#### TO DO:
Please give the data again exactly, with no line dropped.

*** DATA FOR PROCESSING ***

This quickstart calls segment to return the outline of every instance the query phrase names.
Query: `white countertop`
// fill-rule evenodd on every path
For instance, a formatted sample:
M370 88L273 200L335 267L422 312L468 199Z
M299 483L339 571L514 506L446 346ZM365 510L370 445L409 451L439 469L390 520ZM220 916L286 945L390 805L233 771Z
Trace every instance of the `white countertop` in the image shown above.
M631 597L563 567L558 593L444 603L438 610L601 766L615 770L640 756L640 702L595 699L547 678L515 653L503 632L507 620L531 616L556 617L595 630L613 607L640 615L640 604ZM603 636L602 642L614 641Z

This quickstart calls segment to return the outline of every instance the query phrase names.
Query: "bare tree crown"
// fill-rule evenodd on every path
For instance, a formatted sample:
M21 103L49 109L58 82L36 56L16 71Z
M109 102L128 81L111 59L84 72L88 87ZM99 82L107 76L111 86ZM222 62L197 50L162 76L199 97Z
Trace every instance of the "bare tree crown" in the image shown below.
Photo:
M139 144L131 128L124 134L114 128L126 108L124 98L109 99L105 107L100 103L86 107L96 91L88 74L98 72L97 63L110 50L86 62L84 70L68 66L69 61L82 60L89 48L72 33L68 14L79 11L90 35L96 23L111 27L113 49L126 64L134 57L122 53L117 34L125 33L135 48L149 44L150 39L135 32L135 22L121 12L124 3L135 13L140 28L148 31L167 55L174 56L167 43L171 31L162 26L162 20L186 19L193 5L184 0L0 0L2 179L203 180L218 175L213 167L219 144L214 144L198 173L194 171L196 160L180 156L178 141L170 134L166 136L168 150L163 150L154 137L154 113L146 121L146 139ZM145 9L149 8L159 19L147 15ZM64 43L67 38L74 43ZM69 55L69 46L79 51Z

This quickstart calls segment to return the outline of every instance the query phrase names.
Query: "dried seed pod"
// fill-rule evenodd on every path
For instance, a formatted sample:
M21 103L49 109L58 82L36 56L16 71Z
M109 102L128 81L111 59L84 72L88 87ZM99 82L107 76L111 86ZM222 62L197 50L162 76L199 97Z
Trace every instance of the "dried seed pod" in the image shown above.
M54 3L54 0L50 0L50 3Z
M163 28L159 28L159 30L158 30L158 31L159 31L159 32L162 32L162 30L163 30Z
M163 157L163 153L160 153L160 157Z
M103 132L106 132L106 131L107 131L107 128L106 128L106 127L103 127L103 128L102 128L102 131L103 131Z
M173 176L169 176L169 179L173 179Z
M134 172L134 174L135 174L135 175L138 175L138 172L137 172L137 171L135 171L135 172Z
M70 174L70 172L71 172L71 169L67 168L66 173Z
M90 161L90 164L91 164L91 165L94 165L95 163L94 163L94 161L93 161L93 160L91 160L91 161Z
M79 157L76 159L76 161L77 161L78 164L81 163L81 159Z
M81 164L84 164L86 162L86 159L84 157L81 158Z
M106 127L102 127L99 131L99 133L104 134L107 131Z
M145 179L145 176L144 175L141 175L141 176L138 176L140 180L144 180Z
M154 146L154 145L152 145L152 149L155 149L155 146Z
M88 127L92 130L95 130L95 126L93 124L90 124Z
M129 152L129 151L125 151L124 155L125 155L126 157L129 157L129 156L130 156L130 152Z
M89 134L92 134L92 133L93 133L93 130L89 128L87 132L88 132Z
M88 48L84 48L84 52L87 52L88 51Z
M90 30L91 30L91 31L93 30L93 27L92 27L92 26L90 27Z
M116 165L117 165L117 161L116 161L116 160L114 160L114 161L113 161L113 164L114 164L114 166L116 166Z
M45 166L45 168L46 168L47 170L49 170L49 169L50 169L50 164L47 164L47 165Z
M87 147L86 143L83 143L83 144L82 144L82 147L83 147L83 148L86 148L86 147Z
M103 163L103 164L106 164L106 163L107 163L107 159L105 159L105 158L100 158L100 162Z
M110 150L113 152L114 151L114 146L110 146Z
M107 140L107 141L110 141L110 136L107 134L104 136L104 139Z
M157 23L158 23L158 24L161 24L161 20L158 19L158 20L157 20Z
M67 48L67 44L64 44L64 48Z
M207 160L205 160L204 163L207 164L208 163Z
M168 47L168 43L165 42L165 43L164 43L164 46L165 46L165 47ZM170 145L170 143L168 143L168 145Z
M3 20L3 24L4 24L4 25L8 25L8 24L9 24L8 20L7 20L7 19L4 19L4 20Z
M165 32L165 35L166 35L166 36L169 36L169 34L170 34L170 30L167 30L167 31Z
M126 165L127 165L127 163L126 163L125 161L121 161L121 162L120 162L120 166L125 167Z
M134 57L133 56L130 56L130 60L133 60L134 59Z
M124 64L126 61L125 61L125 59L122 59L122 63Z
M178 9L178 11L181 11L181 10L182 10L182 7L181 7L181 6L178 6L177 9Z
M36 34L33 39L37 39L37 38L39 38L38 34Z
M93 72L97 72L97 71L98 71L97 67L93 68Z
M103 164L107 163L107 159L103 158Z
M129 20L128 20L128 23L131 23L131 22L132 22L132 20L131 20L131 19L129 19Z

*** End of DATA FOR PROCESSING ***

#### EXPECTED ANSWER:
This quickstart calls segment to return the outline of every instance the query phrase names.
Query: `white countertop`
// fill-rule evenodd on every path
For instance, a formatted sample:
M370 88L273 200L335 267L422 312L468 199Z
M299 483L339 571L514 506L446 346ZM365 510L370 445L409 451L439 469L390 520ZM220 916L286 945L390 805L233 771Z
Trace every instance of the `white countertop` in the image shown above.
M631 597L563 567L558 593L444 603L438 610L601 766L615 770L640 756L640 702L595 699L547 678L515 653L503 632L507 620L531 616L556 617L595 630L613 607L640 615L640 604ZM603 636L602 642L614 641Z

This quickstart calls segment to return the outline of every instance the query phrase names.
Query: "bare tree crown"
// fill-rule evenodd on every path
For instance, a formatted sample:
M21 103L49 109L58 82L36 56L16 71Z
M109 102L128 81L111 59L84 72L88 87ZM99 82L107 76L111 86ZM222 62L197 50L162 76L199 97Z
Trace every instance of the "bare tree crown" in the image shown below.
Photo:
M139 144L131 128L124 134L114 128L126 108L124 98L109 99L105 107L100 103L86 107L96 91L88 74L98 72L97 63L110 50L86 62L84 70L68 66L69 61L82 60L89 48L72 33L68 14L79 11L90 35L96 23L111 27L113 49L126 64L134 57L122 53L117 34L125 33L135 48L149 44L150 39L135 32L135 22L121 12L124 3L135 13L140 28L148 31L167 55L174 56L167 43L171 31L162 26L162 20L186 19L193 5L184 0L0 0L2 179L203 180L218 175L213 167L219 144L214 144L198 173L194 171L196 160L180 156L178 141L170 134L166 136L168 150L163 150L154 137L154 113L146 121L146 139ZM145 9L149 8L159 19L147 15ZM64 43L67 38L74 43ZM69 55L69 46L79 51Z

This quickstart calls segment to return the outline of every instance the query phrase names.
Query: "dried seed pod"
// fill-rule evenodd on every path
For instance, a formatted sample:
M21 103L49 109L58 82L36 56L16 71Z
M109 102L128 81L111 59L84 72L88 87ZM99 82L107 76L111 86ZM222 62L197 50L162 76L199 97Z
Trace every instance of the "dried seed pod" in the image shown above.
M54 3L54 0L50 0L50 3Z
M163 28L159 28L159 30L158 30L158 31L159 31L159 32L162 32L162 30L163 30Z
M163 157L163 153L160 153L160 157Z
M103 132L106 132L106 131L107 131L107 128L106 128L106 127L103 127L103 128L102 128L102 131L103 131Z
M173 176L169 176L169 179L173 179Z
M134 172L134 174L135 174L135 175L138 175L138 172L137 172L137 171L135 171L135 172Z
M70 174L70 172L71 172L71 169L67 168L66 173Z
M90 161L90 164L91 164L91 165L94 165L95 163L94 163L94 161L93 161L93 160L91 160L91 161Z
M79 157L76 159L76 161L77 161L78 164L81 163L81 159Z
M81 164L84 164L86 162L86 159L84 157L81 158Z
M106 127L102 127L99 131L99 133L104 134L107 131Z
M145 179L145 176L144 175L141 175L141 176L138 176L140 180L144 180Z
M154 146L154 145L152 145L152 149L155 149L155 146Z
M88 127L92 130L95 130L95 126L93 124L90 124Z
M129 152L129 151L125 151L124 155L125 155L126 157L129 157L129 156L130 156L130 152Z
M89 134L92 134L92 133L93 133L93 130L89 128L87 132L88 132Z
M88 48L84 48L84 52L87 52L88 51Z
M90 30L91 30L91 31L93 30L93 27L92 27L92 26L90 27Z
M116 165L117 165L117 161L116 161L116 160L114 160L114 161L113 161L113 164L114 164L114 166L116 166Z
M45 166L45 168L46 168L47 170L49 170L49 169L50 169L50 164L47 164L47 165Z
M87 147L86 143L83 143L83 144L82 144L82 147L83 147L83 148L86 148L86 147Z
M103 163L103 164L106 164L106 163L107 163L107 159L105 159L105 158L100 158L100 162Z
M110 150L113 152L114 151L114 146L110 146Z
M107 140L107 141L110 141L110 136L107 134L104 136L104 139Z
M157 23L158 23L158 24L161 24L161 20L158 19L158 20L157 20Z
M67 48L67 44L64 44L64 48Z
M207 160L205 160L204 163L207 164L208 163Z
M168 47L168 43L165 42L165 43L164 43L164 46L165 46L165 47ZM170 145L170 143L168 143L168 145Z
M3 20L3 24L4 24L4 25L8 25L8 24L9 24L8 20L7 20L7 19L4 19L4 20Z
M165 32L165 35L166 35L166 36L169 36L169 34L170 34L170 30L167 30L167 31Z
M126 165L127 165L127 163L126 163L125 161L121 161L121 162L120 162L120 166L125 167Z
M134 57L133 56L130 56L130 60L133 60L134 59Z
M124 64L126 61L125 61L125 59L122 59L122 63Z
M178 9L178 11L181 11L181 10L182 10L182 7L181 7L181 6L178 6L177 9Z
M36 34L33 39L37 39L37 38L39 38L38 34Z
M93 72L97 72L97 71L98 71L97 67L93 68Z
M103 164L107 163L107 159L103 158Z
M129 20L128 20L128 23L131 23L131 22L132 22L132 20L131 20L131 19L129 19Z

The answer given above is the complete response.